Task prompt => The lines to extract begin at the one containing "Note for the class: annotate every instance of the gray knit" and run to the end of the listing; set them down exactly and alone.

Data section =>
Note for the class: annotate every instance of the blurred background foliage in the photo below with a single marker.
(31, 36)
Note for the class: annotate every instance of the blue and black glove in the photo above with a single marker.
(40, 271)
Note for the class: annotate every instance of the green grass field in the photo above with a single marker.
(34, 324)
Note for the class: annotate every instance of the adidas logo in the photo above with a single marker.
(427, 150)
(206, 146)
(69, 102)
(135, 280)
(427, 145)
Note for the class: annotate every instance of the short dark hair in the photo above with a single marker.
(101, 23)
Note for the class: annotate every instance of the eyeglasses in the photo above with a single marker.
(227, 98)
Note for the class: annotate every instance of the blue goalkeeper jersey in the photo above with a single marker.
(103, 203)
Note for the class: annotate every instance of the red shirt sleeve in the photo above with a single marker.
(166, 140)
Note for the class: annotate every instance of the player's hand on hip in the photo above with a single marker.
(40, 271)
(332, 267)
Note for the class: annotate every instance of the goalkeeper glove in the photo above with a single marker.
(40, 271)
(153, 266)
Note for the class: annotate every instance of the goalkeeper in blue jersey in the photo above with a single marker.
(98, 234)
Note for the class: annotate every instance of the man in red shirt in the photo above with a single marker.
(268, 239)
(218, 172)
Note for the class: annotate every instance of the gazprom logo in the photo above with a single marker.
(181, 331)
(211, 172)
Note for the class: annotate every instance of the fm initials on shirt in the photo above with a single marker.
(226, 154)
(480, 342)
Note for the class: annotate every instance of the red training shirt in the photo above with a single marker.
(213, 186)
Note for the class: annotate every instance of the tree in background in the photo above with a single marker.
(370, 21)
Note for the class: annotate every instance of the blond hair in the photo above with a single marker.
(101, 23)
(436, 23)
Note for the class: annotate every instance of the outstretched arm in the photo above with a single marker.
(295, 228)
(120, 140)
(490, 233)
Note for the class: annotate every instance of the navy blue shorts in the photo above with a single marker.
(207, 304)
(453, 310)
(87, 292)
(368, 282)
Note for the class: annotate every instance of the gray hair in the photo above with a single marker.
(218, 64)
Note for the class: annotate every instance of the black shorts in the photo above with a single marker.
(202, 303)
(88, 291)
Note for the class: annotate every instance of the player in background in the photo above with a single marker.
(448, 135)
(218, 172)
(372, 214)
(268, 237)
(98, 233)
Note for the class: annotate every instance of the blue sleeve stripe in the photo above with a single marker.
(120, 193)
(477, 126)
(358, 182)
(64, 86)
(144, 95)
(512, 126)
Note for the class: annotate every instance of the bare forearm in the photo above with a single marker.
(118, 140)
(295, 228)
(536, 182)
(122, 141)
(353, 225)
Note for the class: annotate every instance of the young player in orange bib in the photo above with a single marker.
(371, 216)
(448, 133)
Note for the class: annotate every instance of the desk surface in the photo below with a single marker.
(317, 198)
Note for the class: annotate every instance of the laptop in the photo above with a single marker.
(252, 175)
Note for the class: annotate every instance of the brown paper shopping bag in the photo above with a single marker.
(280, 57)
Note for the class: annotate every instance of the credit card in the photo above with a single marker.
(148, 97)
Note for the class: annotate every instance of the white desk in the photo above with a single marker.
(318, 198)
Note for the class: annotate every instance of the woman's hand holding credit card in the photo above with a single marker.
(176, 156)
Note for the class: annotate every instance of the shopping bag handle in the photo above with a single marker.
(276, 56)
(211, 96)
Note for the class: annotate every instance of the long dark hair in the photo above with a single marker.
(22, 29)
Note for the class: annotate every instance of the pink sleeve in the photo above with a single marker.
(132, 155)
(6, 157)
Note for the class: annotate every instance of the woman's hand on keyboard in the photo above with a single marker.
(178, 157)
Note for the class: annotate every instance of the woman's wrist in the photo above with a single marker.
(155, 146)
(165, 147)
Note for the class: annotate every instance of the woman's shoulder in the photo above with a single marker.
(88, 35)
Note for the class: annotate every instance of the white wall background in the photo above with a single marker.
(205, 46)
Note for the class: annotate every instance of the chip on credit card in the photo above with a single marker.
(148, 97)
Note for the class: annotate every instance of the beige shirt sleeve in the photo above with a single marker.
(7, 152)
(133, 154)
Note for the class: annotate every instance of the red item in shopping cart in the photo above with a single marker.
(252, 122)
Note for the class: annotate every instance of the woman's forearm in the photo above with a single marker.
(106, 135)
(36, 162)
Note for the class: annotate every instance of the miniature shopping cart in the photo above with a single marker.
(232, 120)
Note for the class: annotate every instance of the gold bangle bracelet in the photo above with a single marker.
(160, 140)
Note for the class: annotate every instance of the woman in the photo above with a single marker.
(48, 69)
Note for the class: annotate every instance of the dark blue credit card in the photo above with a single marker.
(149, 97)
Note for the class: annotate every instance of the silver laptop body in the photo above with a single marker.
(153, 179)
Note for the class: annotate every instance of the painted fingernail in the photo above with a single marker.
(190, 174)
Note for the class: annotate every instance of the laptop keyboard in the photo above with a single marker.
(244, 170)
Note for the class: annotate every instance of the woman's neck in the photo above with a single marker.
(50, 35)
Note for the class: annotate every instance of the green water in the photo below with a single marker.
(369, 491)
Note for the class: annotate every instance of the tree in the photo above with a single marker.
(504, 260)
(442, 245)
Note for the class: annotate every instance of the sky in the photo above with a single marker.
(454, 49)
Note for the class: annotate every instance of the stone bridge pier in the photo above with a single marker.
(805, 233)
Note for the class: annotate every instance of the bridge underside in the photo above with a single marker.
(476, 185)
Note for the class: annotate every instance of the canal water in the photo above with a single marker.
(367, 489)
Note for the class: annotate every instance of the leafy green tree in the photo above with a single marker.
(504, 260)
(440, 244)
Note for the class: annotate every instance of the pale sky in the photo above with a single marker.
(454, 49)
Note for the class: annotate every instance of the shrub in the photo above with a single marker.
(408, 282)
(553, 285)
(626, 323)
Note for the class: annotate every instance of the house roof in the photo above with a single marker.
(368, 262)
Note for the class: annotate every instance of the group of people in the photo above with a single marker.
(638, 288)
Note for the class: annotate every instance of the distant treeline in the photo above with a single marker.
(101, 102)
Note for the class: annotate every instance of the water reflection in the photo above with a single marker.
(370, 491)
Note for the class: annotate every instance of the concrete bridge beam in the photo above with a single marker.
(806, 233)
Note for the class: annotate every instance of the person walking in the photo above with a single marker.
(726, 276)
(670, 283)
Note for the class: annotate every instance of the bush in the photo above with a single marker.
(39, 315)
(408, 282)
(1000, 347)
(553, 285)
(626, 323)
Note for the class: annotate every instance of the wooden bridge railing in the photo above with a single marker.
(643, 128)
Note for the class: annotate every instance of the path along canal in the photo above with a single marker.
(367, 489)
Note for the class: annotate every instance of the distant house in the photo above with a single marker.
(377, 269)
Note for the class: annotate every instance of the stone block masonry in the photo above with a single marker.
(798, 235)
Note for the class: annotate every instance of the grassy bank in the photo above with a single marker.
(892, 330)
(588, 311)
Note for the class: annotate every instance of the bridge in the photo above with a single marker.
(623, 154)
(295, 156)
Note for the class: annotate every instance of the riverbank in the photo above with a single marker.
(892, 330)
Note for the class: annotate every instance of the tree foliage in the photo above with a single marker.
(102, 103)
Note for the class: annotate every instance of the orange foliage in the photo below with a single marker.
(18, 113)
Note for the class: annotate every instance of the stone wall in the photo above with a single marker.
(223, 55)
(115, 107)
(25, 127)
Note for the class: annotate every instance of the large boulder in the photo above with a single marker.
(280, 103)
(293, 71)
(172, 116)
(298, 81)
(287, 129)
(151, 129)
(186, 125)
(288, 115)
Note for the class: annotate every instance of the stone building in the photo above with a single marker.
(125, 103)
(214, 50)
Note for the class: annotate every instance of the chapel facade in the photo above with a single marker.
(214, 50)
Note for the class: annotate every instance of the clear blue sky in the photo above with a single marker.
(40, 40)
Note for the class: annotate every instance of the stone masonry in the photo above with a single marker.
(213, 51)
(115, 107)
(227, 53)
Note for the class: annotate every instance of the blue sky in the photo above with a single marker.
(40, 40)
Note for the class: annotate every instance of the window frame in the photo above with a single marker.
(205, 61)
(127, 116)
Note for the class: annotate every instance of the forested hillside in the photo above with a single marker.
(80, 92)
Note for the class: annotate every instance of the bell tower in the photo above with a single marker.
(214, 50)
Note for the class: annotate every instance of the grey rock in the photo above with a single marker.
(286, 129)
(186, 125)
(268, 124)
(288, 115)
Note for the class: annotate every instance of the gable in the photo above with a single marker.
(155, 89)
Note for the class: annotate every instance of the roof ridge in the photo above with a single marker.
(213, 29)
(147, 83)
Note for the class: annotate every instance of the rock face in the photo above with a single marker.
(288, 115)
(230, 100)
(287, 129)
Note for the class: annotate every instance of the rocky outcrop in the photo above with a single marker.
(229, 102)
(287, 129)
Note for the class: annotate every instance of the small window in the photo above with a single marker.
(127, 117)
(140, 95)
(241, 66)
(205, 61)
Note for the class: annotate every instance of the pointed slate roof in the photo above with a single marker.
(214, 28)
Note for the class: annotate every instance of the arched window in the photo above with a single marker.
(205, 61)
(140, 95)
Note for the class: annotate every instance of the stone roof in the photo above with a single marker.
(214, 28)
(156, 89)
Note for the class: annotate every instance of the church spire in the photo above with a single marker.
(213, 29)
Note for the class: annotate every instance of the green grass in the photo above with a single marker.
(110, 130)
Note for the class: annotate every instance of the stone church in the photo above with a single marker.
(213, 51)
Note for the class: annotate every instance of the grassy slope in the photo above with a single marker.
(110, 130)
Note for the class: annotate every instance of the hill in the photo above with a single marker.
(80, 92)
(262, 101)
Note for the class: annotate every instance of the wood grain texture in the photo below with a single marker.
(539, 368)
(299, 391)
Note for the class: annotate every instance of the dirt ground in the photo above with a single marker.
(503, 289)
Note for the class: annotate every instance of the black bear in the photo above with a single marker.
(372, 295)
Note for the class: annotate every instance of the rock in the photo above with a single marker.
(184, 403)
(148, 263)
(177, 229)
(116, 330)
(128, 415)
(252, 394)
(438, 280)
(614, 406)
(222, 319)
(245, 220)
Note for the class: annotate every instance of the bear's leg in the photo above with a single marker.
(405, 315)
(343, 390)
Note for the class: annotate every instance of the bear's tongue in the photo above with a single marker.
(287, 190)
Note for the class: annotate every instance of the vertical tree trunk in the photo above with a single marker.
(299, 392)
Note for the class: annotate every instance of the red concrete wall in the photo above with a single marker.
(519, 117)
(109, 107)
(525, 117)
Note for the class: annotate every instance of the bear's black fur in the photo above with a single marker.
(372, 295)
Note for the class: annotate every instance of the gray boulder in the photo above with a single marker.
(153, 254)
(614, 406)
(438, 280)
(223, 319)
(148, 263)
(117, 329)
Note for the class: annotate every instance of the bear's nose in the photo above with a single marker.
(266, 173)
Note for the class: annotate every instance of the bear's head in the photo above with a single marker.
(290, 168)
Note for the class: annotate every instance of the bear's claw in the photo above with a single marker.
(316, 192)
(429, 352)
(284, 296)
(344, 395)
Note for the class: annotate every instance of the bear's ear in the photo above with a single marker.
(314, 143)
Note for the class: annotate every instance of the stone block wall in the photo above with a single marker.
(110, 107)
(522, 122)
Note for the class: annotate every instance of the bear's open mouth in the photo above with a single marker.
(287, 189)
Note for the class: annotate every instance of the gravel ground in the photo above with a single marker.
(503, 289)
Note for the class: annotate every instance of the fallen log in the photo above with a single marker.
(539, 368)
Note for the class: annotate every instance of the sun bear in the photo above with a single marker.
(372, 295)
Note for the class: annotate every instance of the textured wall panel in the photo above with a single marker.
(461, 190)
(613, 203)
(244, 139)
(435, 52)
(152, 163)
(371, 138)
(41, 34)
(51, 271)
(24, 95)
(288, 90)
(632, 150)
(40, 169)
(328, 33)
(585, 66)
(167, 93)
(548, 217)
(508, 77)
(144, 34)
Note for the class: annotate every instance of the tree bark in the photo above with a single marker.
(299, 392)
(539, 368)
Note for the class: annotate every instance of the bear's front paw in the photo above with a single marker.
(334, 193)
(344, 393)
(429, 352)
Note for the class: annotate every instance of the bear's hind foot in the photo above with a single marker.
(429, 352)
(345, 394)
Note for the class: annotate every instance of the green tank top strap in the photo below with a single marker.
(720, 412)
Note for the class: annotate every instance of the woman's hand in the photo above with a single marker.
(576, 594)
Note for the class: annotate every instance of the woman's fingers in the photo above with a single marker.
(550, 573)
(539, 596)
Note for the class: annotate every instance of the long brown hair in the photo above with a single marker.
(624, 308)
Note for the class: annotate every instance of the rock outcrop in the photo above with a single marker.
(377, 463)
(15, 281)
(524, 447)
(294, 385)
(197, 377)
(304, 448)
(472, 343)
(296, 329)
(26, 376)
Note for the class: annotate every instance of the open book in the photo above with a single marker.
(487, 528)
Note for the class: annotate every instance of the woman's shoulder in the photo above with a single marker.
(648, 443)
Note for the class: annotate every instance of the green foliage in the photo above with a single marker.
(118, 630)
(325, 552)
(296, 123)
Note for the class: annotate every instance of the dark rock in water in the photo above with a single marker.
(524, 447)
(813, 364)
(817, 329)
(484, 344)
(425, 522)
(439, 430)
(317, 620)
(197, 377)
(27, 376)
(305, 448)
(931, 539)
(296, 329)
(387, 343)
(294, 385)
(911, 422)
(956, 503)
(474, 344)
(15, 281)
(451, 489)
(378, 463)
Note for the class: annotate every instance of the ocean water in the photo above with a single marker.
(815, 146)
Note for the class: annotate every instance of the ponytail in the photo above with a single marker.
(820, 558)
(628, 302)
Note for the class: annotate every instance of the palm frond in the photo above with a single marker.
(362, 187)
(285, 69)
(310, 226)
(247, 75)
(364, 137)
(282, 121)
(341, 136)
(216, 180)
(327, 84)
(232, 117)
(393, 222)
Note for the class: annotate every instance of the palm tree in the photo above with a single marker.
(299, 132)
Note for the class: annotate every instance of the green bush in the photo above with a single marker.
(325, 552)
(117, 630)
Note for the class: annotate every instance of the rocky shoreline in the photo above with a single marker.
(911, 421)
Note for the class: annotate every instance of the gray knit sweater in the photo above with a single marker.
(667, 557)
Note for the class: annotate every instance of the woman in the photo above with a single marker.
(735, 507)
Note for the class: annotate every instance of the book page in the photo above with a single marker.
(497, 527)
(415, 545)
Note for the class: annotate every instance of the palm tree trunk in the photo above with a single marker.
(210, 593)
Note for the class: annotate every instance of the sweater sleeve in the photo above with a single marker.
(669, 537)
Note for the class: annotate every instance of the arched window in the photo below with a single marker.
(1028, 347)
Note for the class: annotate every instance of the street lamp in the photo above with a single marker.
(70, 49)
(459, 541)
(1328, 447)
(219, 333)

Exercise output =>
Note for the class: annotate every instance of the gray knit sweater in the photo above with a single marker.
(667, 557)
Note for the class: annotate every instance of the woman in the photo above with a single marker.
(735, 507)
Note for the class: annotate every instance of the book page in the photo above with a single marker.
(497, 527)
(415, 545)
Note for the class: annotate every instance of the palm tree trunk in the photo above with a single marker.
(210, 593)
Note for the class: annotate every instance of the sweater sleeve in the photo above with a single marker.
(669, 537)
Note for the class: annotate every instance of the arched window in the photo below with a single marker.
(1028, 347)
Note for the class: annotate every instance of the street lamp in the photo above with a single marker.
(70, 49)
(459, 541)
(1328, 447)
(219, 333)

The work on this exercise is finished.